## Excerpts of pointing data
+-------+

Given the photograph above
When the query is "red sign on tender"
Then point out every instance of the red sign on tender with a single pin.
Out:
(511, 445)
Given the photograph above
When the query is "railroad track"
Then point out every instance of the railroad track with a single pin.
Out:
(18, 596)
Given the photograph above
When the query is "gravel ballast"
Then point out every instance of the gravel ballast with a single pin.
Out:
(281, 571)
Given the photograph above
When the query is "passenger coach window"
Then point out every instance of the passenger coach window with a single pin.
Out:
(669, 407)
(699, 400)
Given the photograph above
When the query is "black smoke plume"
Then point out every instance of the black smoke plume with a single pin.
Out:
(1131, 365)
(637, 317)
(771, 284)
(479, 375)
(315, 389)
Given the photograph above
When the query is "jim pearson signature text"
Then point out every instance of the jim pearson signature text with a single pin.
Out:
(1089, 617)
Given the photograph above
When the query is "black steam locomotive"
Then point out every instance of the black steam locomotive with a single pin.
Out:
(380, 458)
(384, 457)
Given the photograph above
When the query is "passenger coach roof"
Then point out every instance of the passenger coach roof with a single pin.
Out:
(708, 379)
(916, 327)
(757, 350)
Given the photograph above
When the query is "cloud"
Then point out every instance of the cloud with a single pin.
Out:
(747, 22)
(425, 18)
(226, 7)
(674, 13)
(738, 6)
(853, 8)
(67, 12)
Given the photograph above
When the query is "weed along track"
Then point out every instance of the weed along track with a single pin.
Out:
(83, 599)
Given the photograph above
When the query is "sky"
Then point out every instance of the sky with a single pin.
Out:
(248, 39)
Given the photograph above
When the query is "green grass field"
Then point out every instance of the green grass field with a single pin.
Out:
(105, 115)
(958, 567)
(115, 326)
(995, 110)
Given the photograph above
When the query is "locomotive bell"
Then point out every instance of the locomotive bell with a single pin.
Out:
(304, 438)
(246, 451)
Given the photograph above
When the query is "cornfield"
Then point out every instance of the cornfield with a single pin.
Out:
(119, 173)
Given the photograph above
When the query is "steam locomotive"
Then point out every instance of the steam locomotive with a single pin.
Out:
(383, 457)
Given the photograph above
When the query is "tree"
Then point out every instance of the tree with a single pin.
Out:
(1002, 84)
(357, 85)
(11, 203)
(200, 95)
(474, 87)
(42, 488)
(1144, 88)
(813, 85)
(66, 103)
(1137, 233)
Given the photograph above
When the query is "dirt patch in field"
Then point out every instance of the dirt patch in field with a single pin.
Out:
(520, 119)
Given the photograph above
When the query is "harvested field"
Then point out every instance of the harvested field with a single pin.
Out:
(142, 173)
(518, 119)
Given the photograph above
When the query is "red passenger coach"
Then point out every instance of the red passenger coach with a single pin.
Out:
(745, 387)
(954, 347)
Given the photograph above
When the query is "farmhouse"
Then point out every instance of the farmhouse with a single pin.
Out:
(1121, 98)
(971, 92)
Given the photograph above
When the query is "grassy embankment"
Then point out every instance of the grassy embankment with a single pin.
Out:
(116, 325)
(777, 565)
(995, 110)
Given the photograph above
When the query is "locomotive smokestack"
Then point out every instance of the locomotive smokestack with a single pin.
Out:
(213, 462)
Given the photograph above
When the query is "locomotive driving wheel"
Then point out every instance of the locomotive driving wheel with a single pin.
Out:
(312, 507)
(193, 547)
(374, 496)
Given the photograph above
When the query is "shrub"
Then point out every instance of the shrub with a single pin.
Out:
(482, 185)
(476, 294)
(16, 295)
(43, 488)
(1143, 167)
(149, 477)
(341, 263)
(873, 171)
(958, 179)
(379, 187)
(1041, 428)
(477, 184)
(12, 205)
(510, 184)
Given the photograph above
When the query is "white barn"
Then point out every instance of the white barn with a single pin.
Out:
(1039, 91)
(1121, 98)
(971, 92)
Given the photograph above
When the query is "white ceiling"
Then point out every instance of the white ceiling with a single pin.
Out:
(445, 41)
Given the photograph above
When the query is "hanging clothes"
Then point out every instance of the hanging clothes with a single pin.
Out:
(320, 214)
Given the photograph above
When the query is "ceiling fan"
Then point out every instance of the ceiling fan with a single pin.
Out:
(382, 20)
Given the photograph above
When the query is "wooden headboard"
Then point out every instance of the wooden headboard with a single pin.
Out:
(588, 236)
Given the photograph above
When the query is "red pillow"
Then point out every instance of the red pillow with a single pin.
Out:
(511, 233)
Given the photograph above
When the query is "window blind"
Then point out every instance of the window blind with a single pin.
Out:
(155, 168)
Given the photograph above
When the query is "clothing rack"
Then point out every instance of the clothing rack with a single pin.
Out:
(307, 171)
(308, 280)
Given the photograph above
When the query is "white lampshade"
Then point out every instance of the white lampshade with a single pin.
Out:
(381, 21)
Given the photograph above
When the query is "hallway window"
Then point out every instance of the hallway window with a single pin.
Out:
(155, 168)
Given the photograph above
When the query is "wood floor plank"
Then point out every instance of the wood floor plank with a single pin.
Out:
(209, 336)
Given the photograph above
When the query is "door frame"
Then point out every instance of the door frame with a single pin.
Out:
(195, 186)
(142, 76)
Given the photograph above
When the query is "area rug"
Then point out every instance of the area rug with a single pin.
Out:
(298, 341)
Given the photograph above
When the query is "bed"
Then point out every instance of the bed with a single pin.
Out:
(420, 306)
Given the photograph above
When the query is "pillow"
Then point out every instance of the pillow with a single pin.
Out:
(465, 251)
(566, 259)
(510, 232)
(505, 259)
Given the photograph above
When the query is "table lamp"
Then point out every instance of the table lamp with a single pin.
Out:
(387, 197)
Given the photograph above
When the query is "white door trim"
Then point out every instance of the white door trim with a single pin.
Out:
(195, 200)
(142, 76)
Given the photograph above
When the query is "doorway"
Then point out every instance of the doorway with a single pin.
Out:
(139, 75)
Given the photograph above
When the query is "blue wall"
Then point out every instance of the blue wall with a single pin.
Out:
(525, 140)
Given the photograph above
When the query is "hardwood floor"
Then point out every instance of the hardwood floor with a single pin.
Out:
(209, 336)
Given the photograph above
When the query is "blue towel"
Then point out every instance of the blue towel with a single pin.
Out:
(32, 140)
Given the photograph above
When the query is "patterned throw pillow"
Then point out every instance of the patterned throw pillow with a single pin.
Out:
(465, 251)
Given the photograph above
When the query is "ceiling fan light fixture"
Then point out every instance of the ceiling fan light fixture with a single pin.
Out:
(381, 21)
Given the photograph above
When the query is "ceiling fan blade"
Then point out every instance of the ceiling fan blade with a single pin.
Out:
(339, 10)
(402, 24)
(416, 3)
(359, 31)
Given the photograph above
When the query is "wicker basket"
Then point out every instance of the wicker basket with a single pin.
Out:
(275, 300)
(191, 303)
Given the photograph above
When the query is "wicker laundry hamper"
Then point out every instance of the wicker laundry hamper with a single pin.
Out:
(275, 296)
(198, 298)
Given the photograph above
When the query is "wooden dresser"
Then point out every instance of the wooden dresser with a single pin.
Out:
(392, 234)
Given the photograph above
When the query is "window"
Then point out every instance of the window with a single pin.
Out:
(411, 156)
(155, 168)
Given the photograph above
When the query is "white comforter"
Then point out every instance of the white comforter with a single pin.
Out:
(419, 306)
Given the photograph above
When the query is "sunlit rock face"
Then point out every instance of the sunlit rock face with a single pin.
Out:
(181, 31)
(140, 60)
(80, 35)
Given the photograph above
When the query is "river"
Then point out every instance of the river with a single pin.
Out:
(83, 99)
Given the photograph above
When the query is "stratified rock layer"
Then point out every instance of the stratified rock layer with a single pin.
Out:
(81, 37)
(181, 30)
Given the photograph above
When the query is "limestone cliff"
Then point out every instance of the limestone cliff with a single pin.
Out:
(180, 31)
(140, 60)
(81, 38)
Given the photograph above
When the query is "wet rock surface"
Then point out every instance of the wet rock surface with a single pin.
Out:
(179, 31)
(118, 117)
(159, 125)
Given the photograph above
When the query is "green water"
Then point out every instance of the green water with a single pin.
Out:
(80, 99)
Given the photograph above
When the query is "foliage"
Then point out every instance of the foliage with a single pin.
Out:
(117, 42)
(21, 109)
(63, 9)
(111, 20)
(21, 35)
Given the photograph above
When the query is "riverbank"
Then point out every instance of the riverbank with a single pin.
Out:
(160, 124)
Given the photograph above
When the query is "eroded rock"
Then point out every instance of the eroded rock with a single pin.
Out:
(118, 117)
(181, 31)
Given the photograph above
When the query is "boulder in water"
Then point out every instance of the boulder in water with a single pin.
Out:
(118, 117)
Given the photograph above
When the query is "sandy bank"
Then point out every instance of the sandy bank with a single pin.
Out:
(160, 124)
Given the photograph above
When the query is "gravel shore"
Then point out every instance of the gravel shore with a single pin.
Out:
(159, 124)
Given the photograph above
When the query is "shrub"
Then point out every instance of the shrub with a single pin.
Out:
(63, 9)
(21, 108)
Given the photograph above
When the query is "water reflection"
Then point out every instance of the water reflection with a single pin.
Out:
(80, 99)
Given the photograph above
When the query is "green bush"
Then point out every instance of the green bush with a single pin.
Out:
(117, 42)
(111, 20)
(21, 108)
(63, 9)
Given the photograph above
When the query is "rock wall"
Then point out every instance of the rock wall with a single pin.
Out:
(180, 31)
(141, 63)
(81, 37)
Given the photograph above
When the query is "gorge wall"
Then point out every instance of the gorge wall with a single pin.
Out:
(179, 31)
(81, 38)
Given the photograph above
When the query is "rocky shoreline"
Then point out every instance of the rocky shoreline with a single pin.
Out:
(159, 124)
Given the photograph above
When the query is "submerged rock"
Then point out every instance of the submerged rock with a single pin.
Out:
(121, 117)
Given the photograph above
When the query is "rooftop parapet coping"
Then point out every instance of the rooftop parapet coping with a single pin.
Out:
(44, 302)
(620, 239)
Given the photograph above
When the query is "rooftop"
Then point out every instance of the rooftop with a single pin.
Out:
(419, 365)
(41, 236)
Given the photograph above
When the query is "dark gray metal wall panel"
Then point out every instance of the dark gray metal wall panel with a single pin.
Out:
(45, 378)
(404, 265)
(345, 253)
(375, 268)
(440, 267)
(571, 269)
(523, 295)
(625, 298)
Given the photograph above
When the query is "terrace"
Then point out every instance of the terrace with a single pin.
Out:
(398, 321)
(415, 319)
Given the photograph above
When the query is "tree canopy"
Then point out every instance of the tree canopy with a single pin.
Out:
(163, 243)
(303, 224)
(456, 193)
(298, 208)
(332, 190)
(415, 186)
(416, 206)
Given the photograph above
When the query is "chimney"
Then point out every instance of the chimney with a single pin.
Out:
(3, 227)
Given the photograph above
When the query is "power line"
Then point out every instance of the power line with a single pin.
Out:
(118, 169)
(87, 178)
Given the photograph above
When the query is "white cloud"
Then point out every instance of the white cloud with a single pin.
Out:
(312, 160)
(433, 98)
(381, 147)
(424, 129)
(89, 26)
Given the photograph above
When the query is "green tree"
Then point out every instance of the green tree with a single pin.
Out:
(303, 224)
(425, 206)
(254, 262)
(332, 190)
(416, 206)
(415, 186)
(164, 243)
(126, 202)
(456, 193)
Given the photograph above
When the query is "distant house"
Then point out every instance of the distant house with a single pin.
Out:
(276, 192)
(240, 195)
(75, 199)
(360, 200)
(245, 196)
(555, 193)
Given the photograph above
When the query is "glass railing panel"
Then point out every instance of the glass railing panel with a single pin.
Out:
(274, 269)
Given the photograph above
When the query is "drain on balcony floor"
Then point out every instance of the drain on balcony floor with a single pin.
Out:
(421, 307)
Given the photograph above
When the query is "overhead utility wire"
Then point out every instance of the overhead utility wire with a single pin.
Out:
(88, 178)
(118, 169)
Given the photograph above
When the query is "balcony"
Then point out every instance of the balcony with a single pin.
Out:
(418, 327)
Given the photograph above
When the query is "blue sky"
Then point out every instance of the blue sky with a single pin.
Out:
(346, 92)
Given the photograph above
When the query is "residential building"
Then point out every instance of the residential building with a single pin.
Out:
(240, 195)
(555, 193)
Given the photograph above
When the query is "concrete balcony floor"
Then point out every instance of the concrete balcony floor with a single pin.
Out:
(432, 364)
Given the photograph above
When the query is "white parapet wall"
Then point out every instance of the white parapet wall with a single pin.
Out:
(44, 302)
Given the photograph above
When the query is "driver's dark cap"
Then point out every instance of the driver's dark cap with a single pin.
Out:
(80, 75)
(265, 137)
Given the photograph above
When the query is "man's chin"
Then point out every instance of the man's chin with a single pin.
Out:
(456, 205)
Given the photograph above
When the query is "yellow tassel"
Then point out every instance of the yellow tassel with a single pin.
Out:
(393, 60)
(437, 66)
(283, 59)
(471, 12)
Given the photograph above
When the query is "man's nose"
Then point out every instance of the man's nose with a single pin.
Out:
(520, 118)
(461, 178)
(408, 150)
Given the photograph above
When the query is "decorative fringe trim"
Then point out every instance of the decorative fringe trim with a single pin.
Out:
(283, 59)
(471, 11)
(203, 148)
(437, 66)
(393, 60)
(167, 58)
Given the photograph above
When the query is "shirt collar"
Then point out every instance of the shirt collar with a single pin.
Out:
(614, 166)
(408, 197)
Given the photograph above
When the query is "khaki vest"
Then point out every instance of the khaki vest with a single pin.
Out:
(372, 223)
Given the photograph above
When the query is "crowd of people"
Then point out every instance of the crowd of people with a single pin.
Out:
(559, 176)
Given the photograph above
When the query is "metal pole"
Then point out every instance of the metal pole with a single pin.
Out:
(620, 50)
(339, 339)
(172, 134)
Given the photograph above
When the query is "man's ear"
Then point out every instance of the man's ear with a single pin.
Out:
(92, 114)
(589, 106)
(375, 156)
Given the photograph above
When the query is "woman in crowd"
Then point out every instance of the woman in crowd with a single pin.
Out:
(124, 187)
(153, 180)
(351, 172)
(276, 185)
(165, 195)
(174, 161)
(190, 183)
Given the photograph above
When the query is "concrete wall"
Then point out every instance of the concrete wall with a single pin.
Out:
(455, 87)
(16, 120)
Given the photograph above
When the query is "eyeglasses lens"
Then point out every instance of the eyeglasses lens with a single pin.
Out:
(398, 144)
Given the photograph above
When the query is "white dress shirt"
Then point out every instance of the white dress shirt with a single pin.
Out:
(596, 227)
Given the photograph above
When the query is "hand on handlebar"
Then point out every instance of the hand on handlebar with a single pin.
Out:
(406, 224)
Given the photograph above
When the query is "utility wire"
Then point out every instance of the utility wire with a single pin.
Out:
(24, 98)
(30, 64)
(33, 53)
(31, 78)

+-------+

## What the exercise asks
Change "single pin" to "single point" in the rows from the start of the records through the line containing "(1089, 617)", leaving everything else unchanged. Give back only those rows.

## Solution to this problem
Given the photograph above
When the query is "red sign on tender"
Then point out every instance of the red sign on tender with a single point.
Out:
(511, 445)
Given the photograph above
When the query is "railroad track"
Then point out every instance of the railroad track with a single point.
Out:
(18, 596)
Given the photograph above
When the query is "gravel ballast"
Then point out every instance of the gravel ballast with a single point.
Out:
(281, 571)
Given the photograph above
When the query is "passenger coach window"
Then point out every instance of the passenger coach window with a single point.
Out:
(669, 407)
(699, 400)
Given the photograph above
When the query is "black smoke plume"
Then point out every instance of the black smoke plume with a single point.
Out:
(1131, 365)
(637, 317)
(771, 284)
(479, 375)
(315, 389)
Given the photograph above
When the query is "jim pearson signature text"
Then point out every instance of the jim pearson signature text with a single point.
Out:
(1089, 617)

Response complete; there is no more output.